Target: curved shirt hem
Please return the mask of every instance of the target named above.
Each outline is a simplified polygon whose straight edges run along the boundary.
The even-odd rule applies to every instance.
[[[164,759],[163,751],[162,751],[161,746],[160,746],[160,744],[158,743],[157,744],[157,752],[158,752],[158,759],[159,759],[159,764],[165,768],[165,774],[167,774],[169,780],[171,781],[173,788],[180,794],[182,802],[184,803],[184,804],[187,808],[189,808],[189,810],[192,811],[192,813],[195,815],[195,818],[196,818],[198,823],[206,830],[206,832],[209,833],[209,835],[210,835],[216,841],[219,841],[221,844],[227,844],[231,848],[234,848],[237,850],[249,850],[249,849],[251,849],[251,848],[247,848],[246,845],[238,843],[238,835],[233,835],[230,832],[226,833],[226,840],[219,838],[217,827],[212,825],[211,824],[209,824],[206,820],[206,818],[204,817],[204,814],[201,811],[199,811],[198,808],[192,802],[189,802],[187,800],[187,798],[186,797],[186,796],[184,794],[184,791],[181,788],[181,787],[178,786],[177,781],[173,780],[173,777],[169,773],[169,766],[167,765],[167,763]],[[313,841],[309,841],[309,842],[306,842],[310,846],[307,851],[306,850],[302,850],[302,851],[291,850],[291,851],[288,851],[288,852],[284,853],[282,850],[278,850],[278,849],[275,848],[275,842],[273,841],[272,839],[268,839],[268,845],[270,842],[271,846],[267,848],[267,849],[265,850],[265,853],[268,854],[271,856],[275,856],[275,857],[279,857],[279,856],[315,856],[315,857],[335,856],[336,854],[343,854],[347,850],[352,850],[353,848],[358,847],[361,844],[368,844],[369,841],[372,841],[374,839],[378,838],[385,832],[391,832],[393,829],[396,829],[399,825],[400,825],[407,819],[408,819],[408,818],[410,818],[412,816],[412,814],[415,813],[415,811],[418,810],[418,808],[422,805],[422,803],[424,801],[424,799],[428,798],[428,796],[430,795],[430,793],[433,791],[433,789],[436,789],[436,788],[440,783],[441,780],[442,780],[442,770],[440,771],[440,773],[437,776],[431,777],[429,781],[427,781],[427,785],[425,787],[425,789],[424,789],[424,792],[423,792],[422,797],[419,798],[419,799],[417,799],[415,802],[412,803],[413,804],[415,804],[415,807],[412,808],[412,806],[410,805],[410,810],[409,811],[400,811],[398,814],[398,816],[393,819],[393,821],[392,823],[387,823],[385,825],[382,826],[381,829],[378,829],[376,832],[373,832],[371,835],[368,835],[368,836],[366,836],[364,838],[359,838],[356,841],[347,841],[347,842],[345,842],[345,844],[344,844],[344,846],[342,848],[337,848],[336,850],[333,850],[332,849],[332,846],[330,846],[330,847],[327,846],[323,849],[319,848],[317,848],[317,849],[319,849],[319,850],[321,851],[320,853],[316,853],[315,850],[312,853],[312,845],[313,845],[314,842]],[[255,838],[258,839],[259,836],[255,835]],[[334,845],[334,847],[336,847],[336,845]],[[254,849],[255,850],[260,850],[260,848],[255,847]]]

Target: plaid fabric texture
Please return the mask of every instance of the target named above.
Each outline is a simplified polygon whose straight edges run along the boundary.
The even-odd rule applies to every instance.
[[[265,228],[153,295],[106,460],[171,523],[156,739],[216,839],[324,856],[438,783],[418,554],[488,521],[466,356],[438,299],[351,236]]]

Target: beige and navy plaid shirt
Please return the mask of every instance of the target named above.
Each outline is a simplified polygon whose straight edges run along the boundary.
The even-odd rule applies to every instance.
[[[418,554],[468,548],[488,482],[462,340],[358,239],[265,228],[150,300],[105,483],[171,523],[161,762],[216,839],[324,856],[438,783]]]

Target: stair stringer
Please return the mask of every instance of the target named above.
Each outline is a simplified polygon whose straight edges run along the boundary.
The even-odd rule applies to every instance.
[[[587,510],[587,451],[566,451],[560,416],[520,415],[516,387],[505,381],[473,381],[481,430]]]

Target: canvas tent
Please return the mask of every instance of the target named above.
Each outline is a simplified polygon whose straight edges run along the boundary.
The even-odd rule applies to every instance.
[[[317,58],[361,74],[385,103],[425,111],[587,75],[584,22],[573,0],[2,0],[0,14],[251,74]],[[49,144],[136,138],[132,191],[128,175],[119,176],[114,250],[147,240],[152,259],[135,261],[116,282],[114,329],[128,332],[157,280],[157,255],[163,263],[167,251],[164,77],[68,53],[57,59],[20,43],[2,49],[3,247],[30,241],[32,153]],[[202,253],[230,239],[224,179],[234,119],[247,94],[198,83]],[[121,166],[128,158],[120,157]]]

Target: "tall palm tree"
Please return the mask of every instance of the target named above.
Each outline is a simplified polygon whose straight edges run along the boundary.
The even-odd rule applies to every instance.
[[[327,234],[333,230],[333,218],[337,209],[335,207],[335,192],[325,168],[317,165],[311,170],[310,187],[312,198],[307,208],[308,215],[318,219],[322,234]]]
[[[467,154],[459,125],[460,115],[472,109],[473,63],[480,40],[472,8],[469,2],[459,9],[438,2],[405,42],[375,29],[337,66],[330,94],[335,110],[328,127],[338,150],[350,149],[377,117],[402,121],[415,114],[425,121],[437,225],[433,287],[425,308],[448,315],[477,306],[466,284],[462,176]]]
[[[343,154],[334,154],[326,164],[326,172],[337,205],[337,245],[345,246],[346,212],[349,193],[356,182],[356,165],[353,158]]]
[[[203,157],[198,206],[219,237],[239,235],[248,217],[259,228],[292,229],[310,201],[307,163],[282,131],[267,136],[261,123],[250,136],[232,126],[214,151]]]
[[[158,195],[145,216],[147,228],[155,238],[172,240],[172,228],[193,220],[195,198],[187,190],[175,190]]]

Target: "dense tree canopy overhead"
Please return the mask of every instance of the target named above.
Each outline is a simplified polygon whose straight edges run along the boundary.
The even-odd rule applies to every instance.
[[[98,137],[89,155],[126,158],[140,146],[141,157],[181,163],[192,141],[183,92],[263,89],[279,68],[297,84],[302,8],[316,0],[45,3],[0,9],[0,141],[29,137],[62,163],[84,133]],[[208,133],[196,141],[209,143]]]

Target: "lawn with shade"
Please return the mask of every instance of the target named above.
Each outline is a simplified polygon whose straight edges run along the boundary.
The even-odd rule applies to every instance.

WHAT IS NEEDED:
Repeat all the records. Match each line exactly.

SOLUTION FOR THIS TASK:
Target: curved shirt hem
Please return the mask of every instance of the target named above.
Each outline is a simplified polygon whose straight edges run along the boundary.
The even-odd rule applies to every instance.
[[[164,759],[163,751],[162,751],[161,746],[160,746],[160,744],[158,743],[157,744],[157,752],[158,752],[158,759],[159,759],[159,764],[165,768],[165,774],[167,774],[169,780],[171,781],[173,788],[180,794],[182,802],[184,803],[184,804],[187,808],[189,808],[189,810],[192,811],[192,813],[195,815],[195,818],[196,818],[198,823],[206,830],[206,832],[209,833],[209,835],[210,835],[216,841],[219,841],[221,844],[227,844],[231,848],[234,848],[237,850],[249,850],[249,849],[251,849],[251,848],[247,848],[246,845],[238,843],[238,835],[233,835],[230,832],[226,833],[226,840],[219,838],[217,827],[212,825],[211,824],[209,824],[206,820],[206,818],[204,817],[204,814],[201,811],[199,811],[198,808],[192,802],[189,802],[187,800],[187,798],[186,797],[186,796],[184,794],[184,791],[181,788],[181,787],[178,786],[177,781],[173,780],[173,777],[169,773],[169,766],[167,765],[167,763]],[[313,841],[309,841],[309,842],[306,842],[310,846],[307,851],[306,850],[302,850],[302,851],[291,850],[291,851],[288,851],[288,852],[284,853],[282,850],[278,850],[278,849],[275,848],[275,842],[273,841],[272,839],[268,839],[268,845],[270,842],[271,846],[267,848],[267,849],[265,850],[265,853],[268,854],[271,856],[275,856],[275,857],[279,857],[279,856],[315,856],[315,857],[335,856],[336,854],[343,854],[347,850],[352,850],[353,848],[358,847],[361,844],[368,844],[369,841],[372,841],[374,839],[378,838],[385,832],[391,832],[393,829],[396,829],[399,825],[400,825],[407,819],[408,819],[408,818],[410,818],[412,816],[412,814],[415,813],[415,811],[418,810],[418,808],[422,805],[422,803],[424,801],[424,799],[428,798],[428,796],[430,795],[430,793],[433,791],[433,789],[436,789],[436,788],[440,783],[441,780],[442,780],[442,770],[440,771],[440,773],[437,776],[431,777],[429,781],[427,781],[427,785],[425,787],[425,789],[424,789],[424,792],[423,792],[422,797],[419,798],[419,799],[417,799],[415,802],[412,803],[413,804],[415,804],[415,807],[412,808],[412,806],[410,805],[410,810],[409,811],[400,811],[398,814],[398,816],[393,819],[393,821],[392,823],[387,823],[385,825],[382,826],[381,829],[378,829],[376,832],[373,832],[371,835],[368,835],[368,836],[366,836],[364,838],[359,838],[356,841],[347,841],[347,842],[345,842],[345,844],[344,844],[344,846],[342,848],[337,848],[336,850],[333,850],[332,849],[332,846],[330,846],[330,847],[327,846],[323,849],[319,848],[317,848],[317,849],[319,849],[319,850],[321,851],[320,853],[316,853],[315,850],[312,853],[312,845],[313,845],[314,842]],[[255,838],[258,839],[259,836],[255,835]],[[334,845],[334,847],[336,847],[336,845]],[[254,849],[255,850],[260,850],[260,848],[255,847]]]

Target: plaid fabric texture
Please return the mask of every instance of the target named above.
Each outline is a simplified polygon whose straight edges run along the boundary.
The even-odd rule applies to every instance.
[[[265,228],[153,295],[106,460],[171,523],[156,739],[216,839],[324,856],[438,783],[418,554],[488,521],[466,356],[438,299],[351,236]]]

Target: beige and navy plaid shirt
Please return the mask of every instance of the target named above.
Each outline is a simplified polygon whose straight edges run along the boundary.
The even-odd rule applies to every instance.
[[[418,554],[468,548],[488,482],[462,340],[358,239],[265,228],[150,300],[105,483],[171,523],[161,762],[216,839],[324,856],[438,783]]]

Target: stair stringer
Please return the mask of every instance of the target named above.
Each outline is a simplified polygon whose straight edges run along the boundary.
The even-odd rule applies to every instance.
[[[587,510],[587,451],[566,451],[560,416],[520,415],[516,387],[505,381],[473,381],[481,430]]]

Target: canvas tent
Please return the mask of every instance of the target named above.
Each outline is a simplified polygon whose straight edges run along the boundary.
The even-odd rule applies to every instance.
[[[317,58],[361,74],[385,103],[425,111],[587,75],[584,22],[573,0],[2,0],[0,14],[251,74]],[[49,144],[136,138],[132,191],[128,175],[119,176],[114,250],[147,240],[152,259],[135,261],[116,282],[114,329],[128,332],[157,280],[157,255],[163,263],[167,251],[164,77],[68,53],[57,59],[20,43],[2,49],[3,247],[30,241],[32,153]],[[202,253],[230,239],[224,179],[234,119],[247,94],[198,83]],[[121,166],[128,158],[120,157]]]

Target: "tall palm tree"
Please return the mask of every instance of the target named above.
Each outline is a simplified polygon whose straight edges run along the boundary.
The even-odd rule applies to every instance.
[[[327,234],[333,230],[333,218],[337,209],[335,207],[335,192],[325,168],[317,165],[311,170],[310,187],[312,198],[307,208],[308,215],[318,219],[322,234]]]
[[[467,154],[459,125],[460,115],[472,109],[473,63],[480,40],[472,8],[469,2],[459,9],[438,2],[405,42],[375,29],[337,66],[330,94],[335,110],[328,127],[338,150],[350,149],[377,117],[402,121],[415,114],[425,121],[437,225],[433,287],[425,308],[448,315],[477,306],[466,284],[462,176]]]
[[[343,154],[334,154],[326,164],[326,172],[337,205],[337,245],[345,246],[346,212],[349,193],[356,182],[356,165],[353,158]]]
[[[203,157],[198,206],[219,237],[239,235],[248,217],[259,228],[292,229],[310,201],[307,163],[282,131],[267,136],[261,123],[250,136],[232,126],[214,151]]]
[[[158,195],[145,216],[147,228],[155,238],[172,240],[172,228],[193,220],[195,198],[187,190],[175,190]]]

Target: "dense tree canopy overhead"
Please return the mask of every instance of the target named above.
Each outline is a simplified polygon whose straight edges run along the boundary.
The even-odd rule applies to every instance.
[[[98,137],[89,155],[126,158],[140,146],[141,157],[181,163],[192,141],[183,92],[263,89],[279,68],[297,84],[302,8],[316,0],[45,3],[0,9],[0,141],[29,137],[62,163],[84,133]],[[208,133],[196,141],[209,143]]]

Target: "lawn with shade"
Please return the mask of every instance of the target named above.
Each outline is a simplified polygon whose straight edges run along the boundary.
The even-odd rule applies to every instance.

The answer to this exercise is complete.